— START Page excerpt —

The Astros would continue to struggle into May, losing 10–1 to the Braves. In the series finale, the Braves finished the sweep by winning 7–1, giving the Astros their sixth loss in a row. Going back home, the Astros lost to the Arizona Diamondbacks 9–1, failing to score more than one run for the third consecutive game. In the second game, the Diamondbacks won 1–0 from 6.2 shutout innings from Ian Kennedy. This gave the Astros an eight-game losing streak, during which they had been outscored 45–13. In game three, the Astros walked-off in the bottom of the 9th off a 2-run home run from Carlos Lee, giving the Astros a 4–2 win. In the last game, the Astros lost 6–3 after falling 5–0 back after the Diamondbacks finished hitting in the fourth inning. In the first game against the San Diego Padres, Mat Latos pitched eight shutout innings allowing only two hits as the Astros lost 7–0, and only recording 3 hits. The second game was a pitcher's duel, with the Astros losing 2–1, and the starters, Jon Garland for the Padres and Felipe Paulino for the Astros, combined to allow one earned run in 14 innings between them. The Astros avoided the sweep with a 4–3 win in 11 innings, on a Hunter Pence walk-off hit to drive in Berkman. The Astros went to St. Louis to play the Cardinals and won the first game 6–3, thanks in part to a 4-run 7th inning. The Astros won for the third straight game 9–6 in the next game with another big inning, the one a 5-run 4th inning. The Astros got their third game in a row in which they scored four or more in an inning, winning 4–1 with Pence getting a 3-run home run. After the sweep, the Astros went to AT&T Park to face the Giants with a four-game winning streak, but lost 9–3 in the opener. The second game was a rematch of opening day pitchers Lincecum and Oswalt, with Lincecum winning 2–1 off of a 2-run home run off the bat of Juan Uribe. The Giants won another close game 4–3 against the Astros to seal the three-game sweep.

— END Page excerpt —

Set task A:
In the page excerpt, who hit the 2-run home run that gave the Astros their 4–2 walk-off win against the Diamondbacks?

— START Material shown —

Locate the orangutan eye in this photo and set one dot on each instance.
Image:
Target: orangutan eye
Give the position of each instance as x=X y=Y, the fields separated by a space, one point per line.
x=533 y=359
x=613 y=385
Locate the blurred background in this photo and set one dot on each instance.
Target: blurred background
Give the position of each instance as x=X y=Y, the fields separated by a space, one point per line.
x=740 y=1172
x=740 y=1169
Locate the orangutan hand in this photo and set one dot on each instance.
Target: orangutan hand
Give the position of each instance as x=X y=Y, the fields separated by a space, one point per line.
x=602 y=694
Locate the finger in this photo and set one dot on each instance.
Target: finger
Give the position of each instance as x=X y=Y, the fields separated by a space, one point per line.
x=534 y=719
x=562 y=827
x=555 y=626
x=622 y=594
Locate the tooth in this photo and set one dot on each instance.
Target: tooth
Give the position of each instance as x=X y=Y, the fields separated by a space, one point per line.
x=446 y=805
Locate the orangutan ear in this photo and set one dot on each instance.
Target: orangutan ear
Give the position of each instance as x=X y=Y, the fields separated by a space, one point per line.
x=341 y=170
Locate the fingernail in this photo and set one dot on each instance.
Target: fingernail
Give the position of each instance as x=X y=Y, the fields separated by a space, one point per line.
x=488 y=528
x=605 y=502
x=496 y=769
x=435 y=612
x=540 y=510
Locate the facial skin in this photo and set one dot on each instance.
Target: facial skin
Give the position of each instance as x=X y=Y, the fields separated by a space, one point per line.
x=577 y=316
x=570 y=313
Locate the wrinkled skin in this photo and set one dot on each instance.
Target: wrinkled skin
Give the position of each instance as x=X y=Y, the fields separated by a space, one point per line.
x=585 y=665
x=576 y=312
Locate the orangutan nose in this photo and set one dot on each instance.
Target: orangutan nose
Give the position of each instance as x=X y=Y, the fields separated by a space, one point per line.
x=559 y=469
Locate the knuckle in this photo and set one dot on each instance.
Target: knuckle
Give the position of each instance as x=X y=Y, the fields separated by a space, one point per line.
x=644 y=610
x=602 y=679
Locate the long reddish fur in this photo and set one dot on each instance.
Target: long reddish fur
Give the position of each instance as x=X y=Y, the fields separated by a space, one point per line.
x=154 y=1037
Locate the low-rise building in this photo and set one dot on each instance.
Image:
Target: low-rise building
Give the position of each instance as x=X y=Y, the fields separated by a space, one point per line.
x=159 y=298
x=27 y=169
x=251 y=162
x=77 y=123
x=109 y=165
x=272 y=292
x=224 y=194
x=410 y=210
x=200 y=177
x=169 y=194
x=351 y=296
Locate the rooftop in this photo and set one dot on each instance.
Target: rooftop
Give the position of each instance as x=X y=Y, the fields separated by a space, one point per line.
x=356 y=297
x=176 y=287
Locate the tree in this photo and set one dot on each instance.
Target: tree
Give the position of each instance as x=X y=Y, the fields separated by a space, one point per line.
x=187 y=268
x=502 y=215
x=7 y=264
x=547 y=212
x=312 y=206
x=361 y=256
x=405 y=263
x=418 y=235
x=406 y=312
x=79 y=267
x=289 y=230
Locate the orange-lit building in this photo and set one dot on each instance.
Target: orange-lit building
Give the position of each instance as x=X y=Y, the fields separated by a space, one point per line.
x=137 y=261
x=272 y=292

— END Material shown —

Set task B:
Give the listing's lines from the line with "Locate the fingernail" up to and including the line with "x=602 y=679" as a Markdown table with two columns, Row and Line, numbering each row and leaving out blank lines.

Task result A:
Carlos Lee

Task result B:
| Row | Line |
|---|---|
| 1 | Locate the fingernail in this photo and set one dot on each instance. |
| 2 | Target: fingernail |
| 3 | Give the position of each instance as x=X y=Y, the fields separated by a space, one point per line. |
| 4 | x=488 y=528 |
| 5 | x=605 y=502 |
| 6 | x=496 y=769 |
| 7 | x=435 y=612 |
| 8 | x=540 y=510 |
| 9 | Locate the facial skin in this photo and set one dot on each instance. |
| 10 | Target: facial skin |
| 11 | Give the position of each instance as x=X y=Y, the fields separated by a space, one point per line. |
| 12 | x=577 y=316 |
| 13 | x=570 y=313 |
| 14 | Locate the wrinkled skin in this photo and set one dot on each instance. |
| 15 | Target: wrinkled skin |
| 16 | Give the position of each instance as x=X y=Y, the fields separated by a space, one point per line. |
| 17 | x=585 y=665 |
| 18 | x=576 y=312 |
| 19 | Locate the orangutan nose in this photo and set one dot on each instance. |
| 20 | Target: orangutan nose |
| 21 | Give the position of each instance as x=X y=Y, the fields separated by a space, one point per line. |
| 22 | x=559 y=469 |
| 23 | Locate the knuckle in this photo and set one dot on each instance. |
| 24 | Target: knuckle |
| 25 | Give the position of each instance as x=X y=Y, the fields separated by a space, one point per line. |
| 26 | x=644 y=610 |
| 27 | x=602 y=679 |